• _TO DO_:
1. According to the package metadata, what minimum version of nifty8 is required?
2. Copy the part of the package metadata starting at "Metadata-Version: 2.1" and ending at "or later (GPLv3+)".
━━ EXCERPTED TEXT ━━
Metadata-Version: 2.1
Name: ift-resolve
Version: 0.15
Summary: Radio imaging with information field theory
Home-page: https://gitlab.mpcdf.mpg.de/ift/resolve
Author: Philipp Arras
Author-email: parras@mpa-garching.mpg.de
License: GPLv3
Classifier: Development Status :: 4 - Beta
Classifier: Topic :: Utilities
Classifier: License :: OSI Approved :: GNU General Public License v3 or later (GPLv3+)
Description-Content-Type: text/markdown
License-File: COPYING
Requires-Dist: ducc0>=0.23.0
Requires-Dist: numpy
Requires-Dist: nifty8>=8.0
Provides-Extra: full
Requires-Dist: astropy; extra == "full"
Requires-Dist: pytest; extra == "full"
Requires-Dist: pytest-cov; extra == "full"
Requires-Dist: mpi4py; extra == "full"
Requires-Dist: python-casacore; extra == "full"
Requires-Dist: h5py; extra == "full"
Requires-Dist: matplotlib; extra == "full"

# resolve

Documentation:
[http://ift.pages.mpcdf.de/resolve](http://ift.pages.mpcdf.de/resolve)

Resolve aims to be a general radio aperature synthesis algorithm.  It is based
on Bayesian principles and formulated in the language of information field
theory.  Its features include single-frequency imaging with either only a
diffuse or a diffuse+point-like sky model as prior, single-channel antenna-based
calibration with a regularization in temporal domain and w-stacking.
━━━
━━ AVAILABLE DATA ━━
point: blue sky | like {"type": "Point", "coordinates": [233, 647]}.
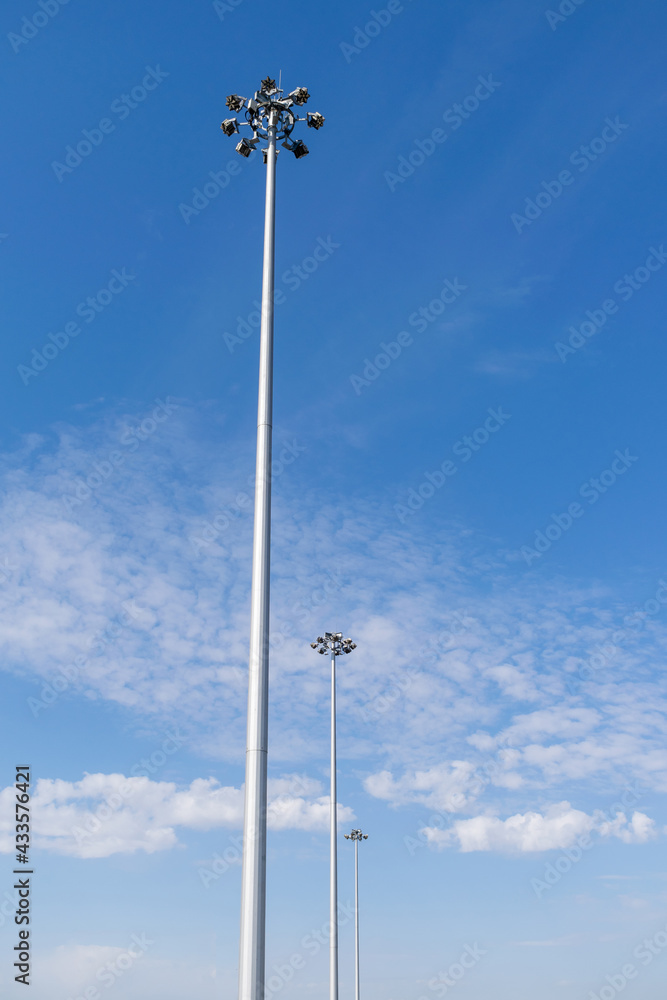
━━━
• _ANSWERS_:
1. Version 8.0 or later (nifty8>=8.0).

2.
Metadata-Version: 2.1
Name: ift-resolve
Version: 0.15
Summary: Radio imaging with information field theory
Home-page: https://gitlab.mpcdf.mpg.de/ift/resolve
Author: Philipp Arras
Author-email: parras@mpa-garching.mpg.de
License: GPLv3
Classifier: Development Status :: 4 - Beta
Classifier: Topic :: Utilities
Classifier: License :: OSI Approved :: GNU General Public License v3 or later (GPLv3+)